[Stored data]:
----------------

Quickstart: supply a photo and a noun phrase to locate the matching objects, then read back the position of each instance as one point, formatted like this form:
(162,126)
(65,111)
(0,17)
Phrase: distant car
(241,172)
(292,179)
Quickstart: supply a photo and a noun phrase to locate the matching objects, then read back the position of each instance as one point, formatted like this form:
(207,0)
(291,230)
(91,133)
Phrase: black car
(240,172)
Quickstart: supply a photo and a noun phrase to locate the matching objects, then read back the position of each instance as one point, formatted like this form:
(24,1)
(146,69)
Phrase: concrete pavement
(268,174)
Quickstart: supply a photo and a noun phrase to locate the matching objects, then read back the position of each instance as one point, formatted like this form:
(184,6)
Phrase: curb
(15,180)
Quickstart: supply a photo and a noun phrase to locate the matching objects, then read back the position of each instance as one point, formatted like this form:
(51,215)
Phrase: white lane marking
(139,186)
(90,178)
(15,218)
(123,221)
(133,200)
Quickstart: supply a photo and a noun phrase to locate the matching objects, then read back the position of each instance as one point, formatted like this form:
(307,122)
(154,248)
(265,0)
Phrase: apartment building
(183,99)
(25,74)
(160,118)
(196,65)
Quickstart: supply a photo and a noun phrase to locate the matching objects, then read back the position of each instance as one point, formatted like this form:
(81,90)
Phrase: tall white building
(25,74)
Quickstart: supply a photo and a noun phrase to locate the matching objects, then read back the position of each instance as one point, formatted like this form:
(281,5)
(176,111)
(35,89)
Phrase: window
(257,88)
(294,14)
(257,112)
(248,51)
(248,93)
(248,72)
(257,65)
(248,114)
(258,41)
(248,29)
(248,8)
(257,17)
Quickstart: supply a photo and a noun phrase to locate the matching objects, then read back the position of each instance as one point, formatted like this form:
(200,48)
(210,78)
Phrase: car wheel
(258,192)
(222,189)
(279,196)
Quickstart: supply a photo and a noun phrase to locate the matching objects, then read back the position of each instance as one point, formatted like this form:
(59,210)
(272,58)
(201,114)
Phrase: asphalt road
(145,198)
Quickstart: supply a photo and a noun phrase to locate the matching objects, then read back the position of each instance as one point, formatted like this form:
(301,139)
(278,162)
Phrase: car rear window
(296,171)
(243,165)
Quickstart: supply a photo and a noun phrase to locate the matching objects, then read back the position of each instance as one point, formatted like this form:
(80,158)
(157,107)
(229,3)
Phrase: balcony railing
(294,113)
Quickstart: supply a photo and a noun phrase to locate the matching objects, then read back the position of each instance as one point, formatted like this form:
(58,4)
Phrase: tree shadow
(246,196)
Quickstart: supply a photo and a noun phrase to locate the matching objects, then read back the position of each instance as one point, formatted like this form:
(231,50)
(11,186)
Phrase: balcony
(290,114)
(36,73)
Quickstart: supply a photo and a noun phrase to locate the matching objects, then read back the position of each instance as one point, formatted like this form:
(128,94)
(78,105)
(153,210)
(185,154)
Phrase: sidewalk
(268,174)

----------------

[What needs to be done]:
All records shown above need to be written out again verbatim.

[The completed task]:
Quickstart: supply a photo and a noun phrase to locate the matching objects, then read back the position of each instance as one point, formatted like this form:
(162,126)
(65,111)
(0,17)
Phrase: distant car
(241,172)
(292,179)
Quickstart: supply a photo and a noun phrase to locate the matching objects, then read back the position of each instance as one point, formatted like this form:
(207,0)
(291,230)
(91,133)
Phrase: black car
(240,172)
Quickstart: supply a photo and a noun phrase to locate the matching objects, then read back the position of each instance as one point, formatted like this form:
(24,1)
(146,69)
Phrase: concrete pavement
(268,174)
Quickstart: supply a photo and a noun phrase to locate the matching objects, then read back the position of each instance as one point, formatted like this form:
(184,6)
Phrase: curb
(15,180)
Quickstart: supply a photo and a noun phrase to locate the matching objects, then read back the position of each instance as one point, formatted like this form:
(51,215)
Phrase: white lane marking
(139,186)
(90,178)
(15,218)
(123,221)
(133,200)
Quickstart: supply a photo and a noun phrase to locate the matching objects, then read back the position of each instance as one point, formatted like this form:
(307,122)
(154,248)
(265,0)
Phrase: apartment building
(183,99)
(25,74)
(160,118)
(196,65)
Quickstart: supply a photo and a noun phrase to locate the matching objects, then read back the position of each instance as one point, formatted like this form:
(81,90)
Phrase: tall white building
(25,74)
Quickstart: supply a photo and a noun phrase to locate the matching objects, then read back the position of each instance as one point, formatted like this form:
(281,5)
(176,111)
(35,89)
Phrase: window
(257,88)
(294,14)
(257,112)
(248,51)
(248,93)
(248,72)
(257,65)
(248,114)
(258,41)
(248,29)
(248,8)
(257,17)
Quickstart: supply a photo and a noun phrase to locate the matching objects, then read back the position of each instance as one point, formatted like this form:
(200,48)
(210,78)
Phrase: car wheel
(258,192)
(222,189)
(279,196)
Quickstart: supply a photo and a noun phrase to locate the matching objects, then read back the position of each instance as one point, formatted like this form:
(59,210)
(272,58)
(201,114)
Phrase: asphalt road
(145,198)
Quickstart: supply a photo and a noun phrase to locate the matching objects, then read back the position of each instance as one point, formatted like this form:
(301,139)
(278,162)
Phrase: car rear window
(296,171)
(243,165)
Quickstart: supply a photo and a noun phrase to locate the matching objects, then read back the position of each instance as one point, formatted like this form:
(80,158)
(157,107)
(229,3)
Phrase: balcony railing
(294,113)
Quickstart: supply a photo and a noun phrase to locate the matching objects, then read back the position of each instance as one point, formatted like this form:
(58,4)
Phrase: tree shadow
(246,196)
Quickstart: supply a photo and a noun phrase to locate the matching objects, then read back the position of each instance as one point, formatted like this form:
(231,50)
(11,186)
Phrase: balcony
(290,114)
(36,73)
Quickstart: supply a photo and a noun phrase to locate the matching objects, then read back the position of each instance as one point, formatted like this form:
(128,94)
(78,105)
(153,210)
(185,154)
Phrase: sidewalk
(268,174)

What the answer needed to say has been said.